* **ACCIONES REQUERIDAS**
(a) En la catequesis sobre Lázaro, ¿cómo se presenta Jesús en este relato?
(b) Reproduce al pie de la letra el fragmento de la catequesis sobre Lázaro que va entre "Lo primero que" y "ayuda a superarlo.", ambos incluidos.
### TEXTO DE ESTUDIO ###
Nos encontramos con la tercera y última catequesis preparatoria de la Pascua del Evangelio de Juan: tras presentarse como la fuente de Agua Viva, y la Luz del Mundo, Jesús se nos presenta en este relato como la Resurrección y la Vida.

Lo primero que nos encontramos en el relato, es una vez más, la afirmación del Amor incondicional de Jesús: “Jesús amaba a Marta, a su hermana y a Lázaro”. Jesús me ama, nos ama, a pesar de la enfermedad, a pesar del mal, a pesar del virus, Jesús me ama, no deja de amarme. El amor no impide la muerte, la supera, pues la enfermedad y la muerte no pueden impedir el amor de Dios. Precisamente por ello Jesús espera antes de ir a casa de sus amigos, espera para demostrar que el amor está por encima de la muerte, y que en esas circunstancias de dolor el amor permanece y nos ayuda a superarlo.
### EXTRACTO DE DATOS ###
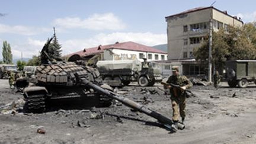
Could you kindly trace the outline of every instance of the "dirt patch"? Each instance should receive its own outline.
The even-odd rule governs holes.
[[[0,107],[23,98],[0,80]],[[135,85],[120,94],[171,118],[171,101],[162,85]],[[255,143],[256,88],[229,88],[225,84],[194,86],[187,98],[186,128],[169,131],[153,118],[119,103],[107,108],[49,108],[0,114],[1,143]],[[234,96],[235,94],[235,96]],[[37,132],[39,129],[45,133]]]

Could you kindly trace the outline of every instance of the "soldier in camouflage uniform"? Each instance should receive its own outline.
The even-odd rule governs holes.
[[[180,115],[181,117],[182,123],[184,123],[185,117],[186,94],[184,90],[192,87],[193,84],[185,76],[180,75],[178,67],[172,67],[172,75],[169,76],[166,83],[171,83],[180,86],[180,88],[172,87],[171,85],[167,86],[168,88],[170,89],[172,107],[172,121],[174,124],[172,127],[177,130],[177,123],[178,122]]]
[[[218,84],[220,82],[220,76],[218,71],[216,71],[215,73],[213,75],[213,82],[216,88],[218,88]]]
[[[7,73],[8,75],[9,85],[10,85],[10,88],[12,88],[12,87],[14,87],[14,82],[15,82],[14,73],[11,71],[8,71]]]

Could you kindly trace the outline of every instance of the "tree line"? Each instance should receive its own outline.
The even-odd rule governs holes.
[[[49,39],[48,39],[48,43]],[[53,39],[50,43],[48,47],[48,55],[50,57],[60,58],[62,56],[61,45],[59,43],[55,33]],[[11,47],[10,44],[7,41],[3,41],[3,47],[2,55],[3,56],[2,61],[0,61],[0,64],[13,64],[12,62],[12,55],[11,52]],[[25,66],[39,66],[41,65],[41,55],[40,52],[37,55],[34,55],[32,58],[27,62],[24,60],[18,60],[17,62],[17,66],[19,71],[22,71]]]

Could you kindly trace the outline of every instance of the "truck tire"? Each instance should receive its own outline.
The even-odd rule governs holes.
[[[238,81],[238,84],[239,88],[246,88],[248,86],[248,82],[247,79],[243,78]]]
[[[228,81],[228,84],[231,88],[235,88],[236,86],[237,83],[235,81]]]
[[[141,87],[146,87],[149,85],[149,81],[146,76],[142,76],[139,78],[139,85]]]

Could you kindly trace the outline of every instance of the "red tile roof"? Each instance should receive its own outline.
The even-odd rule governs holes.
[[[104,50],[110,49],[121,49],[121,50],[167,54],[167,53],[162,51],[161,50],[156,49],[151,47],[146,46],[135,42],[128,41],[128,42],[124,42],[124,43],[117,43],[116,44],[105,45],[105,46],[100,45],[99,46],[97,47],[85,49],[81,51],[78,51],[77,52],[68,55],[66,56],[65,56],[64,57],[69,57],[75,54],[79,55],[81,57],[87,56],[89,56],[89,55],[101,53],[103,52]]]

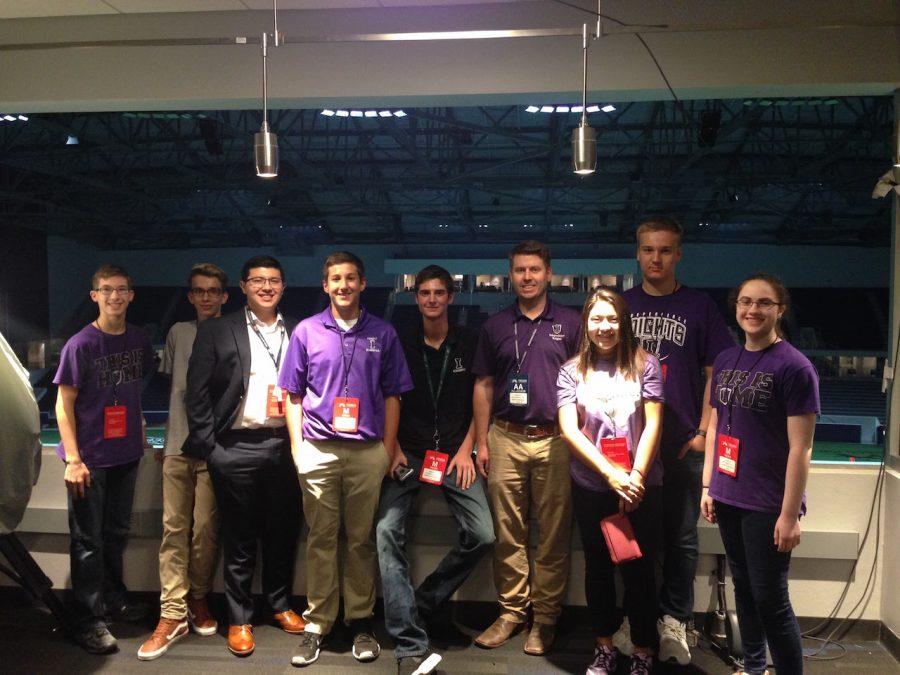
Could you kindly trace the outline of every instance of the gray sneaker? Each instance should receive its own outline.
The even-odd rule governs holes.
[[[109,632],[106,624],[95,623],[84,628],[76,637],[86,652],[91,654],[109,654],[116,651],[118,643]]]
[[[303,631],[300,634],[300,646],[291,657],[292,666],[308,666],[319,658],[319,645],[322,644],[322,636],[317,633]]]
[[[631,656],[634,652],[634,645],[631,644],[631,624],[628,623],[627,616],[622,619],[622,625],[613,635],[613,647],[625,656]]]
[[[680,666],[691,662],[691,649],[687,644],[687,626],[668,614],[656,622],[659,633],[659,660],[674,661]]]

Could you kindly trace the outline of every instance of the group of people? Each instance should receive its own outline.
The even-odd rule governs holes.
[[[353,656],[378,657],[379,568],[398,672],[428,673],[441,659],[434,645],[467,641],[448,601],[492,547],[500,613],[474,642],[491,649],[525,632],[524,651],[543,655],[556,638],[574,514],[596,637],[587,673],[616,672],[625,657],[630,672],[649,673],[657,650],[687,664],[702,512],[719,523],[732,569],[745,672],[765,672],[767,642],[779,673],[801,672],[787,576],[805,510],[816,372],[782,338],[788,296],[777,279],[758,275],[736,289],[737,346],[712,300],[678,282],[681,254],[677,222],[642,224],[641,285],[597,289],[579,315],[548,297],[547,247],[522,242],[509,253],[516,300],[478,334],[450,324],[453,280],[437,265],[416,276],[421,316],[399,334],[363,308],[365,268],[352,253],[325,260],[329,306],[299,323],[278,310],[285,275],[275,258],[244,264],[246,305],[224,317],[225,273],[195,266],[197,318],[172,327],[160,365],[172,378],[161,610],[138,658],[161,656],[191,628],[216,632],[207,595],[219,538],[227,645],[238,656],[255,646],[258,548],[271,620],[300,636],[292,664],[316,661],[341,596]],[[154,364],[146,337],[125,321],[127,272],[104,266],[92,288],[99,316],[66,344],[55,382],[80,641],[104,653],[116,646],[109,621],[129,610],[122,553],[145,446],[141,379]],[[414,588],[407,516],[415,496],[435,488],[457,541]],[[302,616],[289,604],[301,510]],[[601,532],[615,514],[643,553],[619,564]]]

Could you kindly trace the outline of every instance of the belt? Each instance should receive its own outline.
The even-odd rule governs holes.
[[[511,434],[518,434],[533,440],[559,436],[559,425],[555,422],[552,424],[516,424],[515,422],[507,422],[504,419],[495,417],[494,424]]]

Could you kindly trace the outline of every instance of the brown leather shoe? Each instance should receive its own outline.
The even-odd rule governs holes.
[[[306,628],[306,623],[300,615],[292,609],[289,609],[286,612],[278,612],[272,618],[275,619],[279,626],[281,626],[281,630],[285,633],[290,633],[291,635],[300,635],[300,633],[303,632],[303,629]]]
[[[525,653],[532,656],[543,656],[550,651],[556,639],[556,626],[549,623],[534,622],[528,639],[525,640]]]
[[[245,623],[243,626],[228,627],[228,651],[235,656],[250,656],[253,653],[253,626]]]
[[[500,645],[505,645],[509,638],[524,628],[524,623],[497,619],[487,627],[487,630],[475,638],[475,644],[484,649],[495,649]]]

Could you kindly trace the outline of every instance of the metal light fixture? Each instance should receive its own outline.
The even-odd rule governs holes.
[[[587,45],[587,24],[584,24],[581,31],[581,124],[572,132],[572,163],[579,176],[597,170],[597,134],[587,123]]]

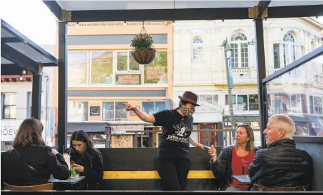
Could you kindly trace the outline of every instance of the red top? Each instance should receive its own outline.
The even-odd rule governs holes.
[[[232,175],[248,175],[248,169],[249,165],[253,162],[254,157],[255,151],[249,152],[244,157],[240,157],[237,155],[235,147],[233,146],[232,148]],[[247,191],[248,187],[248,185],[242,184],[234,179],[233,179],[233,182],[230,184],[230,186],[240,187],[243,191]]]

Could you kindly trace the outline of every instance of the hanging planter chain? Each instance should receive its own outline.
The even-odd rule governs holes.
[[[145,34],[150,38],[150,36],[147,34],[146,29],[144,28],[144,21],[142,21],[142,28],[140,30],[139,34]],[[153,42],[152,41],[152,42]],[[133,51],[131,51],[131,55],[135,60],[140,64],[150,64],[153,60],[155,59],[156,56],[156,49],[151,43],[151,46],[149,48],[138,48],[135,49]]]

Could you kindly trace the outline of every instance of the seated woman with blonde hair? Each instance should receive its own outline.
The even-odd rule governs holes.
[[[1,153],[1,185],[3,182],[18,186],[67,179],[70,171],[63,156],[46,146],[42,138],[43,126],[36,118],[23,121],[12,142],[12,151]]]
[[[248,166],[258,149],[254,144],[253,129],[248,124],[237,127],[234,145],[223,148],[218,157],[214,147],[209,149],[213,174],[222,182],[219,190],[248,190],[248,185],[233,179],[232,175],[248,175]]]

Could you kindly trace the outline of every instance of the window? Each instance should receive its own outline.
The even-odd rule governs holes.
[[[103,102],[103,121],[127,121],[128,113],[125,105],[121,103],[127,102]]]
[[[296,51],[295,49],[295,40],[291,34],[287,34],[283,38],[283,64],[285,66],[296,60]]]
[[[218,105],[218,95],[198,95],[197,101],[198,103],[206,101],[214,105]]]
[[[232,68],[248,68],[248,38],[242,32],[237,31],[230,39],[231,47]]]
[[[88,121],[88,101],[68,101],[68,121]]]
[[[32,112],[32,103],[33,103],[33,94],[32,92],[28,92],[28,107],[27,107],[27,118],[31,118],[31,112]],[[44,105],[44,92],[42,92],[42,103],[41,103],[41,112],[40,112],[40,117],[42,119],[46,118],[46,112],[45,112],[45,105]]]
[[[131,51],[117,51],[116,70],[120,71],[139,71],[139,64],[137,63]]]
[[[142,111],[147,114],[153,114],[164,110],[166,107],[165,101],[143,101]]]
[[[274,67],[281,68],[281,58],[279,57],[279,44],[274,44]]]
[[[88,83],[88,52],[68,53],[68,84]]]
[[[259,99],[257,94],[233,94],[231,98],[233,111],[242,112],[259,110]],[[225,95],[225,105],[226,107],[229,108],[228,95]]]
[[[113,83],[113,51],[91,52],[91,84]]]
[[[16,119],[16,94],[2,94],[2,119]]]
[[[311,114],[323,114],[323,103],[322,97],[309,96],[309,110]]]
[[[203,61],[203,41],[199,38],[193,40],[193,53],[192,61]]]
[[[144,66],[144,83],[167,83],[167,51],[156,52],[156,57]]]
###
* **RESULTADOS DEL EJERCICIO**
(a) Como la Resurrección y la Vida.

(b)
Lo primero que nos encontramos en el relato, es una vez más, la afirmación del Amor incondicional de Jesús: “Jesús amaba a Marta, a su hermana y a Lázaro”. Jesús me ama, nos ama, a pesar de la enfermedad, a pesar del mal, a pesar del virus, Jesús me ama, no deja de amarme. El amor no impide la muerte, la supera, pues la enfermedad y la muerte no pueden impedir el amor de Dios. Precisamente por ello Jesús espera antes de ir a casa de sus amigos, espera para demostrar que el amor está por encima de la muerte, y que en esas circunstancias de dolor el amor permanece y nos ayuda a superarlo.